* [PROBLEM REQUIREMENTS] Pick out and copy every line in the entries below that contains the word "magpie".

--- START MATERIAL FOR THIS TASK ---

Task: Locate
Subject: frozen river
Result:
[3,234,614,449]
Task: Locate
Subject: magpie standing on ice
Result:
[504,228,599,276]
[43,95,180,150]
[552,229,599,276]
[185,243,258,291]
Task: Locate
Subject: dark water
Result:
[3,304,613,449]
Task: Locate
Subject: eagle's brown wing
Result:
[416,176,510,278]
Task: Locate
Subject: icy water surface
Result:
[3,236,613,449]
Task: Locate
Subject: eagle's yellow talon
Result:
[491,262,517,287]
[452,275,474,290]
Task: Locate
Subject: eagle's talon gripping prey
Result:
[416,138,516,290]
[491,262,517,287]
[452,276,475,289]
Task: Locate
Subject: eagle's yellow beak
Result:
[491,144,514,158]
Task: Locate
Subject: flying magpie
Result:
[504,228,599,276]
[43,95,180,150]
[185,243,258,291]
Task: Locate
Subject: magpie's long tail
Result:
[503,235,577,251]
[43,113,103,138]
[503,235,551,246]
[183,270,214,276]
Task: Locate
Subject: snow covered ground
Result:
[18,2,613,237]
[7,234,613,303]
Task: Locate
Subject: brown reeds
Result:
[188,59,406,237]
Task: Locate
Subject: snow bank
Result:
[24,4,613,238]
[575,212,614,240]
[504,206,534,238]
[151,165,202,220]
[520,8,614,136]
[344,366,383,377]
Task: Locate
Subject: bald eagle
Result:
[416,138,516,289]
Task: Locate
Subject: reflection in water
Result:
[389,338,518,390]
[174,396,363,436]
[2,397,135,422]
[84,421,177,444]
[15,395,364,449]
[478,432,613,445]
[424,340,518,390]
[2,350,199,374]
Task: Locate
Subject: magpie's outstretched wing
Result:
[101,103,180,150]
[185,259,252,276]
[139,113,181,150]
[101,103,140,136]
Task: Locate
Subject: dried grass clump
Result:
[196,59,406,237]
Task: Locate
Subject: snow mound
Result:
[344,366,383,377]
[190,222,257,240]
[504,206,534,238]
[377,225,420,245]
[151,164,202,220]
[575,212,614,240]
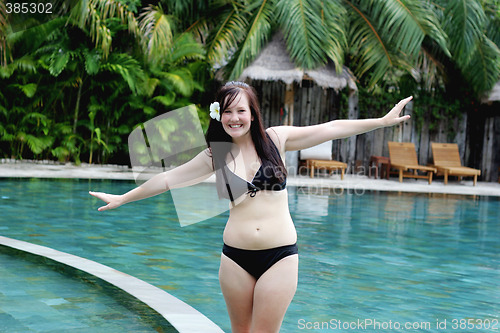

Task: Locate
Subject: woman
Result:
[90,82,411,332]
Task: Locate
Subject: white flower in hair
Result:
[210,102,220,121]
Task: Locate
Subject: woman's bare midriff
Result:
[223,189,297,250]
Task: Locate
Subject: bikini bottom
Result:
[222,244,299,280]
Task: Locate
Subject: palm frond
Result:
[462,35,500,96]
[70,0,139,58]
[102,53,146,94]
[167,33,205,66]
[139,6,174,62]
[0,56,37,79]
[162,68,194,96]
[377,0,449,59]
[346,0,396,87]
[321,0,347,71]
[444,0,486,67]
[276,0,328,68]
[206,3,248,65]
[83,49,101,75]
[49,49,70,76]
[229,0,274,80]
[14,83,38,98]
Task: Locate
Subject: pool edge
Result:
[0,236,223,333]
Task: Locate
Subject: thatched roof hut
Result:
[239,32,357,91]
[239,32,358,125]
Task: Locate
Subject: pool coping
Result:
[0,236,223,333]
[0,159,500,197]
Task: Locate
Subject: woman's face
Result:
[221,92,253,139]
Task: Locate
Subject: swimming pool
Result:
[0,179,500,332]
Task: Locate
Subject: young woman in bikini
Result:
[90,82,411,333]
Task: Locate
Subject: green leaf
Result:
[83,49,101,75]
[14,83,38,98]
[49,49,70,76]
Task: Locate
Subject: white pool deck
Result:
[0,160,500,333]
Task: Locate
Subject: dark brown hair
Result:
[206,81,286,181]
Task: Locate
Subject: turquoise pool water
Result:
[0,179,500,332]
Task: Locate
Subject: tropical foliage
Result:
[0,0,207,163]
[0,0,500,163]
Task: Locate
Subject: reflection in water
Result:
[0,179,500,333]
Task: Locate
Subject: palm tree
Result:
[0,0,204,162]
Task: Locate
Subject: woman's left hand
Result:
[382,96,413,126]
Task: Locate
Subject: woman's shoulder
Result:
[266,126,285,152]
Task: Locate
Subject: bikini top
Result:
[217,140,286,201]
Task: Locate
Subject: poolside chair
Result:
[300,140,347,180]
[431,142,481,186]
[387,141,436,185]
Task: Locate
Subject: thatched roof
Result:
[482,81,500,103]
[239,33,357,90]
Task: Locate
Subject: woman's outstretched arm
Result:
[275,97,412,150]
[89,150,214,211]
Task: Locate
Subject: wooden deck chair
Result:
[387,141,436,185]
[431,142,481,186]
[300,140,347,180]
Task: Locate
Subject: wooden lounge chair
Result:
[387,141,436,185]
[431,142,481,186]
[300,141,347,180]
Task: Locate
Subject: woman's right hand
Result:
[89,191,123,212]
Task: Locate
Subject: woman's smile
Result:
[221,94,253,138]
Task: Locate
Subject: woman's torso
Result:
[223,130,297,250]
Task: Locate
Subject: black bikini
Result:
[216,134,286,201]
[222,240,299,280]
[217,136,298,280]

--- END MATERIAL FOR THIS TASK ---

* [RESPONSE]
Subject: magpie standing on ice
Subject: flying magpie
Subject: magpie's long tail
Subject: magpie's outstretched wing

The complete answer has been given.